# Texto de referência
◆ ◆ ◆ ◆ ◆ ◆ ◆
Perdi um amigo que me ajudou a lutar nos dias mais
difíceis
Escrevo em choque
pela descoberta de que aquele homem tão amável e humano já não está mais aqui.
Fazia tempo que eu não tinha notícias dele. Ficamos
amigos um tempo depois que saí da minha primeira internação.
Ele era psiquiatra na clínica em que eu estava e lá exerceu um papel muito
importante para mim.
Fiquei feliz ao receber a notificação de seu aniversário,
por meio do Facebook, logo de manhã, quando peguei o celular. Resolvi entrar
para mandar parabéns.
Na página, em vez de cumprimentos, havia homenagens: ele
tinha morrido no final do ano passado.
Escrevo tudo isso meio em choque porque ele foi um
apoio num momento muito difícil da minha
vida. Não sei muito bem expressar o que senti.
Passou um filme na
minha cabeça (um clássico quando a gente sabe que alguém morreu, mas nem por
isso um clichê).
Na primeira noite da internação, tive dificuldade
para dormir e fiquei lendo ao lado da sala dos médicos. Tudo me parecia
nebuloso, incerto, triste.
Ele se aproximou, estava de plantão, e eu tinha
certeza de que ia levar uma bronca por não estar na cama. Mas não.
Paulo me perguntou o que eu estava lendo e por que
estava internada. Se mostrou humano, o primeiro a me passar um calor que não
senti em nenhum momento naquele dia infernal.
É comum, pelo menos aconteceu
comigo em todas as internações pelas quais passei, que as pessoas que trabalham
na clínica tratem mal os internos.
Eu entendo, pelo menos no meu caso: alcoólatra na ativa,
era muito manipuladora e usava da sedução para conseguir as coisas —
não falo da sedução sexual, que é a primeira coisa que nos ocorre quando vemos
a palavra.
Não, aquela sedução dos sorrisos e piscadelas invisíveis de
cumplicidade.
Numa clínica, todos têm expertise desse traço dos internos e
precisam se blindar.
◆ ◆ ◆ ◆ ◆ ◆ ◆
# Lista de exercícios
• a. No texto sobre a morte do amigo psiquiatra, por meio de qual rede social chegou a notificação do aniversário dele?
• b. Dê continuidade ao texto sobre a morte do amigo psiquiatra, começando logo após a última frase apresentada.

# Entradas fornecidas
◆ ◆ ◆ ◆ ◆ ◆ ◆
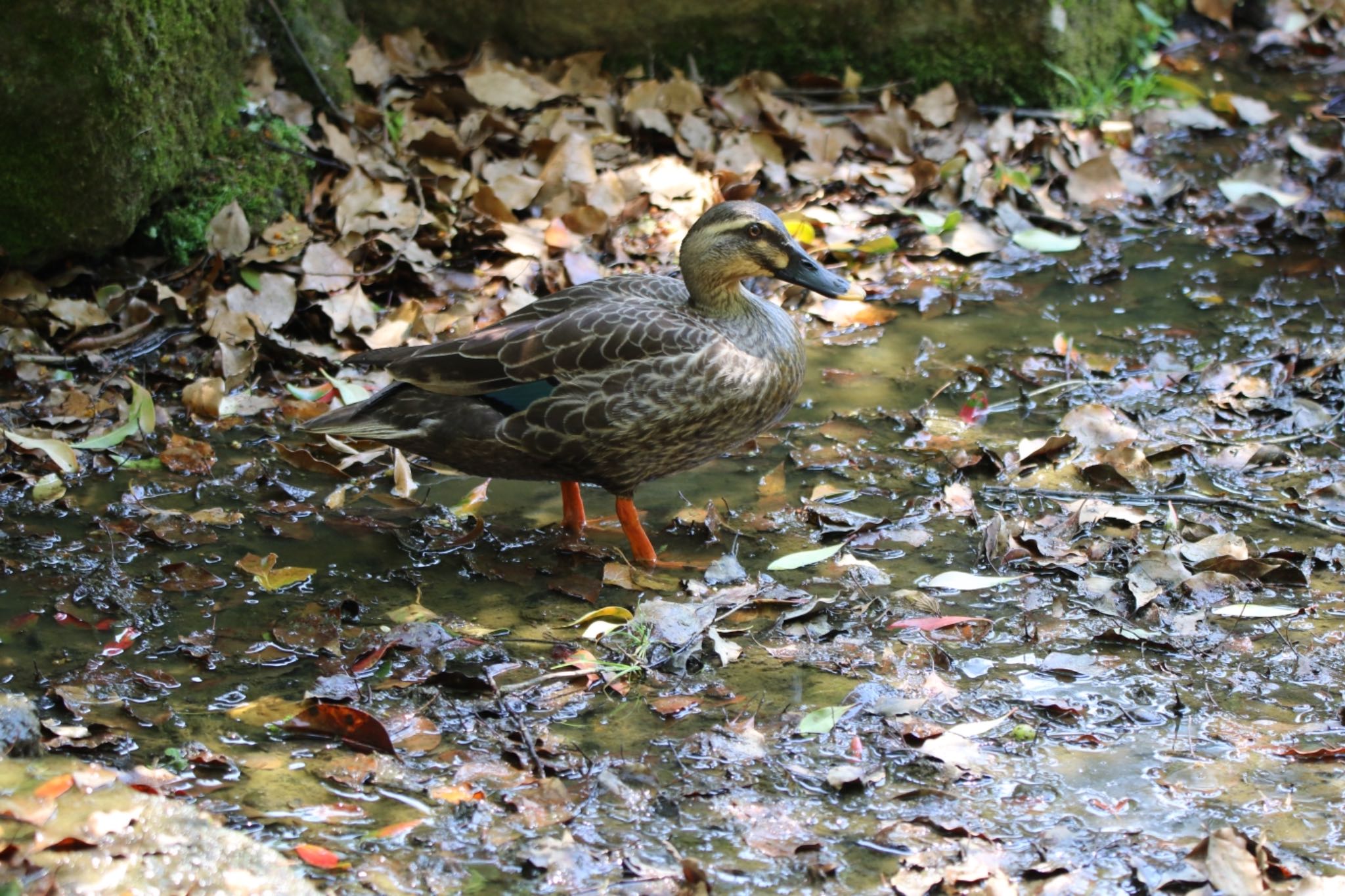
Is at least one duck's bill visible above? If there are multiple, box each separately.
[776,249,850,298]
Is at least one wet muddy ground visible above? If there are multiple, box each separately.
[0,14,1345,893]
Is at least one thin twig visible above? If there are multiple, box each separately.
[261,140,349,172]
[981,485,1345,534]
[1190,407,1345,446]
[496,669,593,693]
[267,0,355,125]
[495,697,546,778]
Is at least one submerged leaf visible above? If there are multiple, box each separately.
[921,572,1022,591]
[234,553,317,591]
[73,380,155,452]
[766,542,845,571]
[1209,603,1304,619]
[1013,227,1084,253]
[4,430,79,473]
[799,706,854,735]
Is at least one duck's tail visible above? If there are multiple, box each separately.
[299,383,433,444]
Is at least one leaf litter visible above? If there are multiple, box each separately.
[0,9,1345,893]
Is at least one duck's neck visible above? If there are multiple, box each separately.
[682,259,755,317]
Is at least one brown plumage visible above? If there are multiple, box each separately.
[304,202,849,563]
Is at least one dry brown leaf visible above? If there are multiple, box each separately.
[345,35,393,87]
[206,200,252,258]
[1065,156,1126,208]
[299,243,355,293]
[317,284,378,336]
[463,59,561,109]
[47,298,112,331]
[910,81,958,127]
◆ ◆ ◆ ◆ ◆ ◆ ◆
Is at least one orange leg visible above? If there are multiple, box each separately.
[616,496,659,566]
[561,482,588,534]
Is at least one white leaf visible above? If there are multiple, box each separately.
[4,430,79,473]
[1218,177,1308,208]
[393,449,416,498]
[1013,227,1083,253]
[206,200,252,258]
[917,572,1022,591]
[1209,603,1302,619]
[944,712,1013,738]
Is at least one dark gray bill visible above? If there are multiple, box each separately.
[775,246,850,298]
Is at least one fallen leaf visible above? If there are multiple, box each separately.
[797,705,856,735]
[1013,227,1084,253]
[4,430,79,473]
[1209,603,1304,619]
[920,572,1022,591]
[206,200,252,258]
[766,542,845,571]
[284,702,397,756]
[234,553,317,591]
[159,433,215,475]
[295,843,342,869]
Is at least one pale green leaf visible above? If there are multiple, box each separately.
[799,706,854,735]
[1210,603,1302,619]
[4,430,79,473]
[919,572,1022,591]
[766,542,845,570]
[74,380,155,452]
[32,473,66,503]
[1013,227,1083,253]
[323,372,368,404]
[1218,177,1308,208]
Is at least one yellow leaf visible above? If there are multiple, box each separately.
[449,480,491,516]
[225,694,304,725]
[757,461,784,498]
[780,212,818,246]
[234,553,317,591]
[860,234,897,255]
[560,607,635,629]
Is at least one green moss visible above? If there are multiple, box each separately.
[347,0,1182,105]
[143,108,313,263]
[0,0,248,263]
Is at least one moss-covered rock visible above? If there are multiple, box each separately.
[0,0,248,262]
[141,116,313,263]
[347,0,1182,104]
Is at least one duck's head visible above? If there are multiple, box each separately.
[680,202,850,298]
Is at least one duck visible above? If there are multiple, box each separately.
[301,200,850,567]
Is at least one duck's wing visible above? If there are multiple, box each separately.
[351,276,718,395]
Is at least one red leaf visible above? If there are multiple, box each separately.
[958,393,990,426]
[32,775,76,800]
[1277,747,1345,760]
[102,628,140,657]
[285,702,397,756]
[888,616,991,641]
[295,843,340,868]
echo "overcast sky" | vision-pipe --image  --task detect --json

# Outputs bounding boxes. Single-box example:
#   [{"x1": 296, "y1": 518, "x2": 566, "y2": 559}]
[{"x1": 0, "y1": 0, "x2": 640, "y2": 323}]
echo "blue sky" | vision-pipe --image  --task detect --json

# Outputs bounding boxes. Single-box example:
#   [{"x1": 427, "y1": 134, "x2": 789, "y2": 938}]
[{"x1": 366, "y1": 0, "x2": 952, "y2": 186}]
◆ ◆ ◆ ◆ ◆ ◆ ◆
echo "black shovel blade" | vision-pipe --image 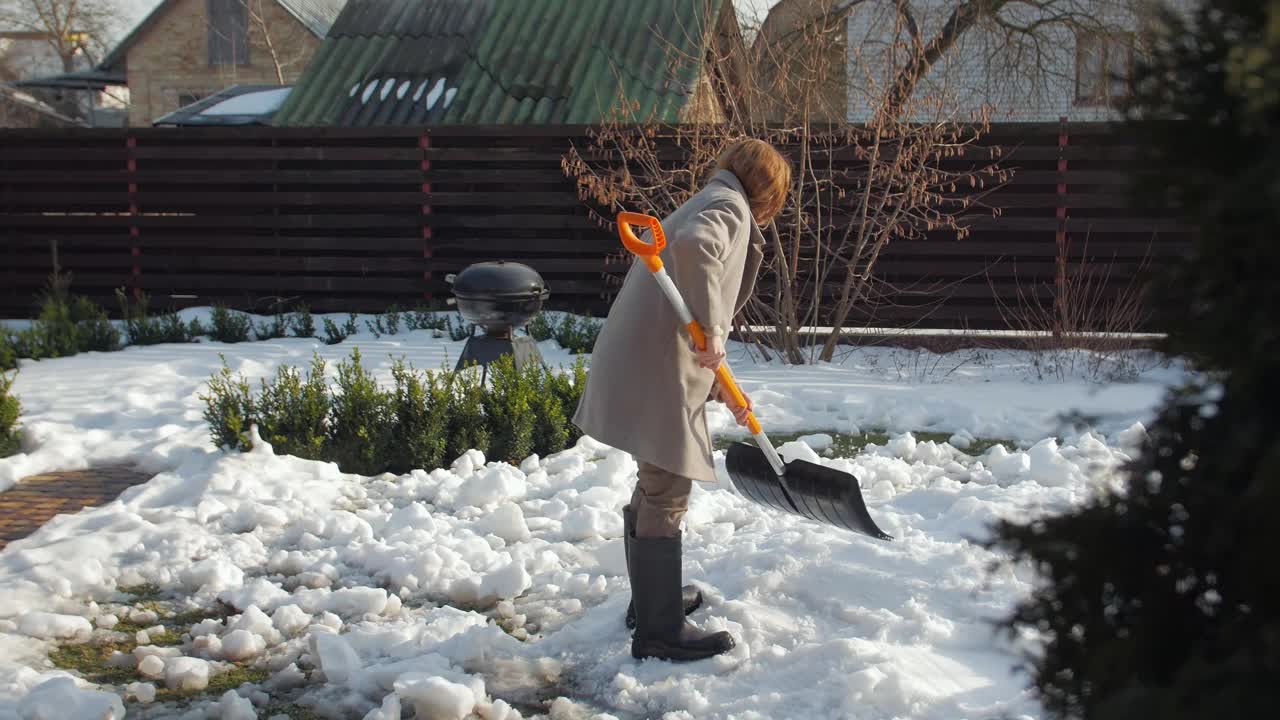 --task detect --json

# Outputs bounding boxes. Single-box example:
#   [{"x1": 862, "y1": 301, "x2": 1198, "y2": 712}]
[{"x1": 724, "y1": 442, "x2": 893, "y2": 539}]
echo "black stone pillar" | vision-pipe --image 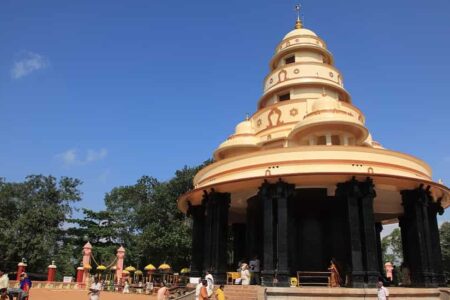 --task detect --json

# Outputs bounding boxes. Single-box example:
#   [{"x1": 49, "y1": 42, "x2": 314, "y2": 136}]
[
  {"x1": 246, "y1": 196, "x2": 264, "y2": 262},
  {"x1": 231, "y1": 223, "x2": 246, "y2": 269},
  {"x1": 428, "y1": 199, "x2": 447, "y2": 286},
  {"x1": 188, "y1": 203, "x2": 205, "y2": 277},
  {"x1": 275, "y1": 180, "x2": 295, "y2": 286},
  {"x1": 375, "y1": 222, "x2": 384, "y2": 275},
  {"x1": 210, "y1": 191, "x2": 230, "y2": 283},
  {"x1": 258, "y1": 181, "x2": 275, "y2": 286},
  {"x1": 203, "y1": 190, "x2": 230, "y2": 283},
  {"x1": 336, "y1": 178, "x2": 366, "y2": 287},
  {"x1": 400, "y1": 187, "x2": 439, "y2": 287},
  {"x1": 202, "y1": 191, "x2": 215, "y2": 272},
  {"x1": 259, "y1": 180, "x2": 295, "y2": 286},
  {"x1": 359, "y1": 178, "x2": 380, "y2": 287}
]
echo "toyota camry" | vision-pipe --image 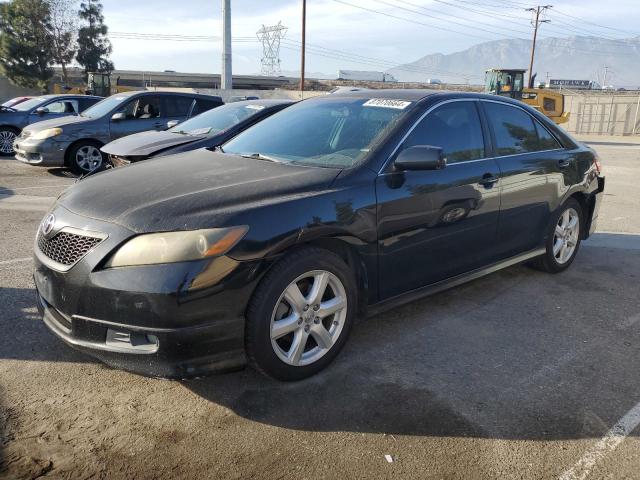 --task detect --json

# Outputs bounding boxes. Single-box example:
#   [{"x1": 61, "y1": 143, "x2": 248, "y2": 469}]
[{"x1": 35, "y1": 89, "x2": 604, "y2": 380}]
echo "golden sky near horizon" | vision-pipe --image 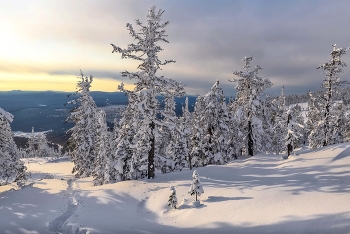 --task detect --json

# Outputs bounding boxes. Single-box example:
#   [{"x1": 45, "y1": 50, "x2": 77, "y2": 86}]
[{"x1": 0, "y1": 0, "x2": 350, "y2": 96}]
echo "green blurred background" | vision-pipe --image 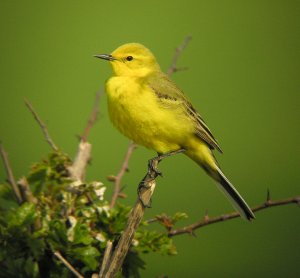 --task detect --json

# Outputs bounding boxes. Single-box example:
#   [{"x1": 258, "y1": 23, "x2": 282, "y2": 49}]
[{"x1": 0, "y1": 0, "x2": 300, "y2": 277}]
◆ ◆ ◆ ◆ ◆ ◆ ◆
# Respostas dos exercícios
• a. Pelo Facebook.

• b.
Naquela noite, conversamos um pouco. Fiquei
aliviada e consegui dormir. O dia seguinte, a primeira manhã na internação, foi
puxado.
Acordei com a sensação de não saber onde estava, até que aos poucos fui
me dando conta. Eu tinha chegado ao começo do fim de uma adicta: a internação.
Não tinha fome, não tinha vontade de nada, não via pessoas sorrindo pra mim.
Mas fui em frente e comecei a comer um
pouco porque era obrigada. Paulo entrou, acenou para mim e disse:
"Aguenta firme, menina." Entendi que seu plantão tinha acabado.
Aquela semana na clínica foi difícil, dias muito
solitários, e eu fiquei esperando pelo plantão dele, que eu achava que iria me
tranquilizar.
De fato, quando ele apareceu, foi logo perguntando: "Você
ainda está aqui?" O dono da clínica tinha me impedido de sair (uma longa
história sobre clínicas de recuperação, conto mais outro dia). Paulo lutou pelo
meu caso. Prescreveu antietanol e
liberou minha saída.
Comecei a engrenar, entrei em recuperação e muito
tempo depois daquela primeira internação eu o encontrei por acaso, na rua.
Morávamos no mesmo bairro.
E, como já não havia um elo paciente/ médico,
ficamos amigos. Marcamos café, almoço, essas coisas.
Como disse, eu estava entrando nos eixos. Ele,
sempre muito amável, muito humano, ao contrário, atravessava momentos bem
críticos e começou a beber demais.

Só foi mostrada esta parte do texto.